## EXERCISE INSTRUCTIONS
a - Transcribe the stretch of the chapter house article from "But this community" through "Fund for a new chapter house.".
b - Using the chapter house article, explain in one to three sentences why the chapter's meetings were held in different locations.
c - Write the next part of the chapter house article, picking up after its final sentence.

## QUOTED PASSAGE
— Begin —
Tonalea-Red Lake celebrates for new chapter house
By Krista Allen
Special to the Times
TONALEA-RED LAKE, Ariz.
When the chapter house was condemned as a health hazard by the Division of Health’s Office of Environmental Health Code Enforcement in 2015, the building was evacuated and meetings were held in different locations.
The chapter moved to the senior center, a place often heavily congested during lunchtime, then to a government office in Tónaneesdizí, then to a warehouse on the chapter compound, and then resettled in the senior center again.
A tent was placed inside the warehouse at one time to give some relief from the cold during winter meetings. Portable heaters also helped keep the warehouse warm.
A wood-burning stove was installed when the tent was returned to the owner. And having a stove meant that firewood was needed regularly.
Local Joe Dayzie has continuously said that a new chapter house is needed here. He even tried to help secure one when he was a Council delegate but was always told, “No insurance.”
But this community never gave up hope and consistently prayed for a new chapter house. Their prayers were answered Nov. 1 when a resolution (No. 0262-19) was approved 18-1 during Council’s fall session. Speaker Seth Damon then signed the legislation that would allocate $3 million from the Sihhásin Fund for a new chapter house.
— End —
## SUPPLIED INFORMATION
— Begin —
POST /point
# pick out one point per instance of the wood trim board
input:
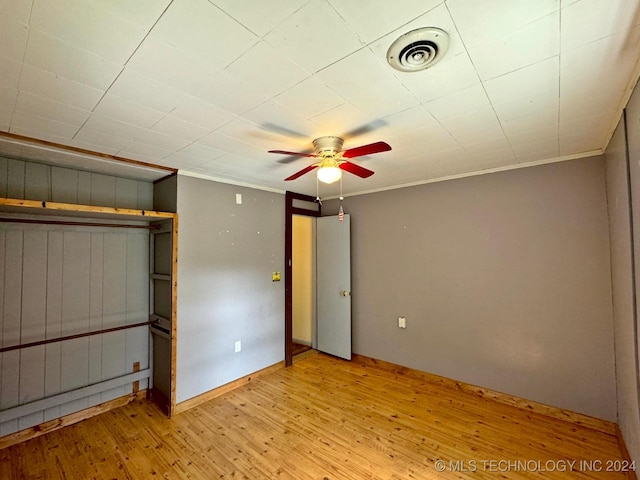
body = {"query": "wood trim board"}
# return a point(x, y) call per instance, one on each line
point(67, 420)
point(216, 392)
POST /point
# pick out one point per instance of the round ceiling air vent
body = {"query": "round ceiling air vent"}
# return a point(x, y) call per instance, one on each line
point(418, 49)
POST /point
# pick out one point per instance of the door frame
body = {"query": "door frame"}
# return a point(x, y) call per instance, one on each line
point(295, 204)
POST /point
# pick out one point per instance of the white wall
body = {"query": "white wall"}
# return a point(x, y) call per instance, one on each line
point(35, 181)
point(226, 256)
point(504, 280)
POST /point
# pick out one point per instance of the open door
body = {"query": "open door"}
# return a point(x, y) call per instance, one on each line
point(333, 285)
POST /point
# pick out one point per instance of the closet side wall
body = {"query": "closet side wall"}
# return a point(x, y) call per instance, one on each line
point(35, 181)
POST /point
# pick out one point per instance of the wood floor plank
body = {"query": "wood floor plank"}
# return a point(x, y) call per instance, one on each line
point(323, 418)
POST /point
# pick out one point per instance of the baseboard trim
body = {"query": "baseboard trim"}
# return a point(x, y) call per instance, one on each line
point(61, 422)
point(583, 420)
point(216, 392)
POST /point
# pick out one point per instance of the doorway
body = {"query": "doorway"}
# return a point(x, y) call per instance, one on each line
point(303, 274)
point(298, 207)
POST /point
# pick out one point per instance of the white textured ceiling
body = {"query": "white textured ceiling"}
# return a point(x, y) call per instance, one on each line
point(208, 86)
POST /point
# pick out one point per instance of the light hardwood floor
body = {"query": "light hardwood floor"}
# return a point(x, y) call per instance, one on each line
point(322, 418)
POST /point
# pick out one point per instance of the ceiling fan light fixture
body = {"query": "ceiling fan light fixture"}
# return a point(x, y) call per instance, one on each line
point(418, 49)
point(329, 174)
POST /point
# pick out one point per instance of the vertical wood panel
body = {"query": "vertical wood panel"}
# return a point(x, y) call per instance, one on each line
point(11, 325)
point(145, 196)
point(34, 298)
point(4, 166)
point(53, 356)
point(2, 283)
point(75, 315)
point(95, 311)
point(64, 185)
point(15, 178)
point(137, 340)
point(126, 193)
point(37, 181)
point(84, 188)
point(103, 190)
point(114, 309)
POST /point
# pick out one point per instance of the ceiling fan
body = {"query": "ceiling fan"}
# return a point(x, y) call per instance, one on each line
point(333, 159)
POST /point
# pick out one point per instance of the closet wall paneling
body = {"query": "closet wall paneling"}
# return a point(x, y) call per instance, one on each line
point(35, 181)
point(60, 280)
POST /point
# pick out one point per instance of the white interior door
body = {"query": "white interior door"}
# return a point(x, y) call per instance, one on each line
point(333, 285)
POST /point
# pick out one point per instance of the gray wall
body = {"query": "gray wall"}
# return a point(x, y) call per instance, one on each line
point(504, 280)
point(226, 255)
point(625, 318)
point(35, 181)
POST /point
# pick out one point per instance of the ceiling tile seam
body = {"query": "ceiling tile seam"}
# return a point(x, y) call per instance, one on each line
point(476, 173)
point(466, 50)
point(22, 63)
point(387, 33)
point(124, 65)
point(559, 79)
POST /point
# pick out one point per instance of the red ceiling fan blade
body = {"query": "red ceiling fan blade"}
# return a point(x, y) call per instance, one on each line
point(366, 150)
point(300, 154)
point(301, 172)
point(356, 169)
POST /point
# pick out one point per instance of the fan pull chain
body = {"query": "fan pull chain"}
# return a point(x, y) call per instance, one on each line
point(340, 210)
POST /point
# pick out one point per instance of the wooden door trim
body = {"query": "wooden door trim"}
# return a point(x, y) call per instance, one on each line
point(290, 211)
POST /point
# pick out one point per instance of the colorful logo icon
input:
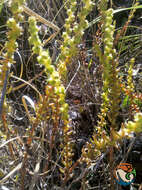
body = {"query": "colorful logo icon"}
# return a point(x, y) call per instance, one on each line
point(124, 174)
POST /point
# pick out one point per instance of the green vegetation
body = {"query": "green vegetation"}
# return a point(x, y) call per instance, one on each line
point(41, 153)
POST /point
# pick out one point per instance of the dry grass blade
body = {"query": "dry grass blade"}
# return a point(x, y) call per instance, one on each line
point(34, 180)
point(40, 18)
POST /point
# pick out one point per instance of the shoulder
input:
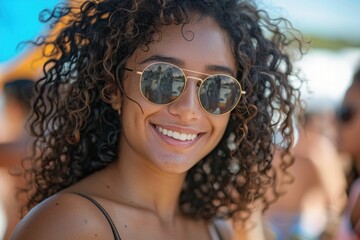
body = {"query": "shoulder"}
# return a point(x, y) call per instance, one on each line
point(63, 216)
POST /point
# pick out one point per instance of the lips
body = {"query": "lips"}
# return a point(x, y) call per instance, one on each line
point(177, 135)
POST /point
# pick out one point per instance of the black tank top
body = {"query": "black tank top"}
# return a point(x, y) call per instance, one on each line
point(113, 227)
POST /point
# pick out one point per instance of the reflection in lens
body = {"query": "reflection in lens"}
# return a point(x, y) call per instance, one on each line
point(162, 83)
point(219, 94)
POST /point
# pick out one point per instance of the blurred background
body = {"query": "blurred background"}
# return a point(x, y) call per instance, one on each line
point(332, 26)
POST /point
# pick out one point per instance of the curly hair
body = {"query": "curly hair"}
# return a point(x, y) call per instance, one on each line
point(76, 131)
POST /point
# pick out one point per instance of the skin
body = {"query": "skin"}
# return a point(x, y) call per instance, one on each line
point(348, 132)
point(141, 189)
point(348, 135)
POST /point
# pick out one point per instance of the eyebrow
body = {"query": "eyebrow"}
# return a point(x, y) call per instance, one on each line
point(179, 62)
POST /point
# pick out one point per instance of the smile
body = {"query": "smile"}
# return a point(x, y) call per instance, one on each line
point(177, 135)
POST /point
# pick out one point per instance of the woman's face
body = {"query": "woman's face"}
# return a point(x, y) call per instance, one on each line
point(349, 122)
point(145, 137)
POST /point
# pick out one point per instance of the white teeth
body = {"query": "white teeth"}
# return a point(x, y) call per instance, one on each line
point(177, 135)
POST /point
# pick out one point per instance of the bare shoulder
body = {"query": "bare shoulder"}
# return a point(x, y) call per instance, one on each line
point(63, 216)
point(225, 229)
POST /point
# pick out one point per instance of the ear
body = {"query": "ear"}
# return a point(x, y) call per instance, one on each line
point(116, 100)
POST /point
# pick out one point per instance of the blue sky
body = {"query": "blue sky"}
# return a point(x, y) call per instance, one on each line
point(19, 21)
point(332, 18)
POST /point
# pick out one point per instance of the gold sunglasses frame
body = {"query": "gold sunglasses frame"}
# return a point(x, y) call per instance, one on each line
point(186, 77)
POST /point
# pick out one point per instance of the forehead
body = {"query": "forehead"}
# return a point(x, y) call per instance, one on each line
point(201, 40)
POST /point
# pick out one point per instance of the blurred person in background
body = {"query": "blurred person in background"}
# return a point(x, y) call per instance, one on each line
point(348, 142)
point(311, 207)
point(16, 96)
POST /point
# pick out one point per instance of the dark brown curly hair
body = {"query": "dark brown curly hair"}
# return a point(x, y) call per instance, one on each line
point(76, 131)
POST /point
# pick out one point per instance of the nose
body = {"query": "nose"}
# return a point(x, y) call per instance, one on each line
point(187, 106)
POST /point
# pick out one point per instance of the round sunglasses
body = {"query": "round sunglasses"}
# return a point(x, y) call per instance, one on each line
point(345, 114)
point(162, 83)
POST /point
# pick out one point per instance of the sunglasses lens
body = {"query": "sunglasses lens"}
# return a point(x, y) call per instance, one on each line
point(219, 94)
point(345, 114)
point(162, 83)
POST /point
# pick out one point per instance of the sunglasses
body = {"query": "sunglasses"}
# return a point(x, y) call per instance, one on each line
point(345, 114)
point(162, 83)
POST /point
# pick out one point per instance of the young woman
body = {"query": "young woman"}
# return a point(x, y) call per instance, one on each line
point(155, 120)
point(348, 117)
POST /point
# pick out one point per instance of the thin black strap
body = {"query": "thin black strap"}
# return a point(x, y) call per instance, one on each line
point(108, 218)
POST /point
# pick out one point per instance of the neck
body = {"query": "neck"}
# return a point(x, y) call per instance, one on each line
point(142, 187)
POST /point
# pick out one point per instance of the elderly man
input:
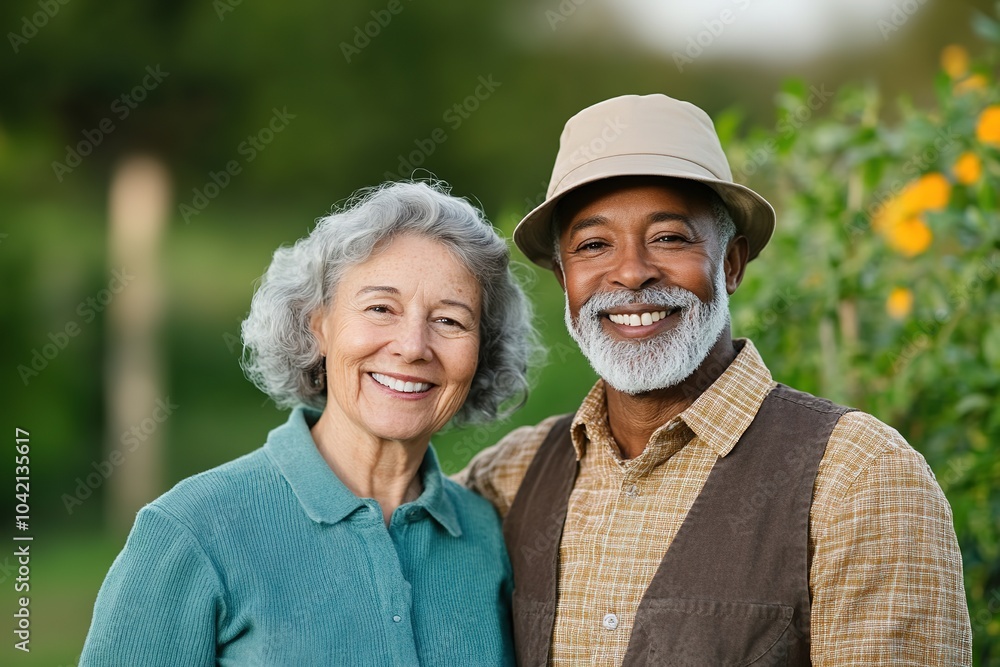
— End —
## REPLIES
a -
But this community never gave up hope and consistently prayed for a new chapter house. Their prayers were answered Nov. 1 when a resolution (No. 0262-19) was approved 18-1 during Council’s fall session. Speaker Seth Damon then signed the legislation that would allocate $3 million from the Sihhásin Fund for a new chapter house.

b - In 2015 the Division of Health's Office of Environmental Health Code Enforcement condemned the chapter house as a health hazard. The building was evacuated, so meetings were held elsewhere.

c -
“I know the community of Tonalea prayed for a new facility and their prayers were answered,” Delegate Paul Begay (Bodaway-Gap/Coppermine/Kaibeto/LeChee/Tonalea-Red Lake) said in an interview.
“We’re really grateful and the community’s grateful,” he said. “There were so many thank-yous and people shed tears. And we’re very grateful for the approval and the signing of the legislation.”
President Jonathan Nez, along with Vice President Myron Lizer, on Nov. 9 signed the bill surrounded by locals. The community celebrated with food and a groundbreaking ceremony.
“The funding for the (new chapter house) took a long time, it was going toward nine to 10 years,” Begay explained, pointing out that former delegates Duane Tsingine and Tauchoney T. Slim Jr. also helped during their tenures.
“When we got inaugurated on Jan. 15, I looked for the packet, which I found in the archives,” he said. “So I took it back out and I put it back into motion.”
Begay said to get a bill like this approved and signed you must follow it through the legislative process, making sure it ends up before the president. This process for this bill took around eight months.
“I kept following it, keeping track of where it was, eventually we got the legislation completed and we went through the standing committees within eight months,” Begay said. “After that, of course, it went through the five-day comment period and then we had to wait for the fall session to come around and we got it on the agenda.
“And the way to get a legislation to pass is you have to have the understanding of your colleagues who will eventually vote on your legislation,” he said, “educating them and saying there’s a need for the community.”
But it takes planning before something like this happens, said Slim, who pointed out elders such as Chee Secody who envisioned a new chapter house when he was younger.
“A community is being built,” Slim said in Navajo. “When you’re literate, that’s the ticket to see the world. Education is the only way (infrastructure) for a community will happen. And carrying with you your grandparents’ teachings and integrating it with the education system, change will happen too.”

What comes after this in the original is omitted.